▶ What to produce:
The reply should be an exact transcription of every record.

▶ Extracted data:
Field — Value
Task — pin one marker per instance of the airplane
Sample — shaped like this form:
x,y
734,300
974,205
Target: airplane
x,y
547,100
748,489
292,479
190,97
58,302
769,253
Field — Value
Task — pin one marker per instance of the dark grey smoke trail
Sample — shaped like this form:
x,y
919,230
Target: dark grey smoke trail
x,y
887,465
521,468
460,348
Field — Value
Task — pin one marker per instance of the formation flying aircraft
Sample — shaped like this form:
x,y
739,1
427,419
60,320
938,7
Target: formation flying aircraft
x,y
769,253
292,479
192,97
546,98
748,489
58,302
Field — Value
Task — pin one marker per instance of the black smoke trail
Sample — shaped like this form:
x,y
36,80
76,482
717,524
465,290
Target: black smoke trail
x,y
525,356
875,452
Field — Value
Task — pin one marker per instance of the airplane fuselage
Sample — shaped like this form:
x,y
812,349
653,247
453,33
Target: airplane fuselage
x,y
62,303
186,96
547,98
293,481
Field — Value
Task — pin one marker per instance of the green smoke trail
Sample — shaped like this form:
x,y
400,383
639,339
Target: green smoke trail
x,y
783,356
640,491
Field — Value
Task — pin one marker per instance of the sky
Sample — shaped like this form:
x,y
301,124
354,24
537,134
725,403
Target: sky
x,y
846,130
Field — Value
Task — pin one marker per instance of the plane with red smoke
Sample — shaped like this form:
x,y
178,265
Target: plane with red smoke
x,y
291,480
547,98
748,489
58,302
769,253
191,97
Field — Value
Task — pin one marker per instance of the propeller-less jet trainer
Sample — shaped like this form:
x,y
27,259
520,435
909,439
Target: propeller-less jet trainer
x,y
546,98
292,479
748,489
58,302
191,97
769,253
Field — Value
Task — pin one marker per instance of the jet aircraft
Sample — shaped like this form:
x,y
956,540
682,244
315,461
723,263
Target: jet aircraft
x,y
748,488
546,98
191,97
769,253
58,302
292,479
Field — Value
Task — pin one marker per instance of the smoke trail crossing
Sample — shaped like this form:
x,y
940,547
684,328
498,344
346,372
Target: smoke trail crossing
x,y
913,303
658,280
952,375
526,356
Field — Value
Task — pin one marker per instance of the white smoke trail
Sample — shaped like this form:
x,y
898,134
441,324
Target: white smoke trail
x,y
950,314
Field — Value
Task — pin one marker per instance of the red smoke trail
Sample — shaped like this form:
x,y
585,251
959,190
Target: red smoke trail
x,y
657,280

▶ Answer to this task:
Field — Value
Task — pin one marker per instance of the airplane
Sample — shaped like this form:
x,y
734,300
974,205
Target: airplane
x,y
547,100
748,489
292,479
190,97
58,302
769,253
Field — Value
Task — pin one marker per instance of the dark grey smoke trail
Sample — shaped like this form:
x,y
919,230
Target: dark grey smoke trail
x,y
887,465
521,468
460,348
Field — Value
Task — pin one marker per instance of the formation flying aircraft
Sample — shaped like this form:
x,y
739,1
427,419
60,320
938,7
Target: formation flying aircraft
x,y
769,253
292,479
192,97
546,98
748,489
58,302
Field — Value
Task — pin one marker per instance of the black smoke trail
Sample — shaped like this form:
x,y
36,80
76,482
717,524
465,290
Target: black smoke trail
x,y
525,356
875,452
Field — Value
Task — pin one marker per instance of the airplane fuselage
Sample — shaped like this form:
x,y
812,349
653,247
453,33
Target: airplane fuselage
x,y
62,303
186,96
547,98
293,481
Field — Value
Task — pin one marker per instance of the green smoke trail
Sample — shaped like this form:
x,y
400,383
639,339
Target: green smoke trail
x,y
783,356
640,491
Field — Value
Task — pin one marker per instance of the sky
Sample — shaped like this form:
x,y
301,124
354,24
537,134
725,403
Target: sky
x,y
846,130
Field — Value
Task — pin one marker per instance of the plane with red smoke
Sample — shaped like this form:
x,y
178,265
Target: plane with red smoke
x,y
291,480
547,98
748,489
58,302
769,253
191,97
Field — Value
Task — pin one marker per instance of the propeller-less jet trainer
Sample — shaped like this form:
x,y
27,259
520,435
909,439
Target: propeller-less jet trainer
x,y
546,98
292,479
748,489
58,302
191,97
769,253
Field — Value
Task — pin one marker per instance of the jet aircraft
Sample — shaped like this form:
x,y
956,540
682,244
315,461
723,263
Target: jet aircraft
x,y
748,488
546,98
191,97
769,253
58,302
292,479
Field — Value
Task — pin one marker per instance of the smoke trail crossing
Sample — shaped like this form:
x,y
940,547
684,328
498,344
346,372
Target: smoke trail crossing
x,y
913,303
658,280
952,375
526,356
Field — Value
Task — pin one marker per instance of the white smoke trail
Sample — shaped like this form:
x,y
898,134
441,324
Target: white smoke trail
x,y
950,314
Field — Value
Task — pin one marker per instance of the red smoke trail
Sample — shaped like this form:
x,y
585,251
959,190
Target: red smoke trail
x,y
657,280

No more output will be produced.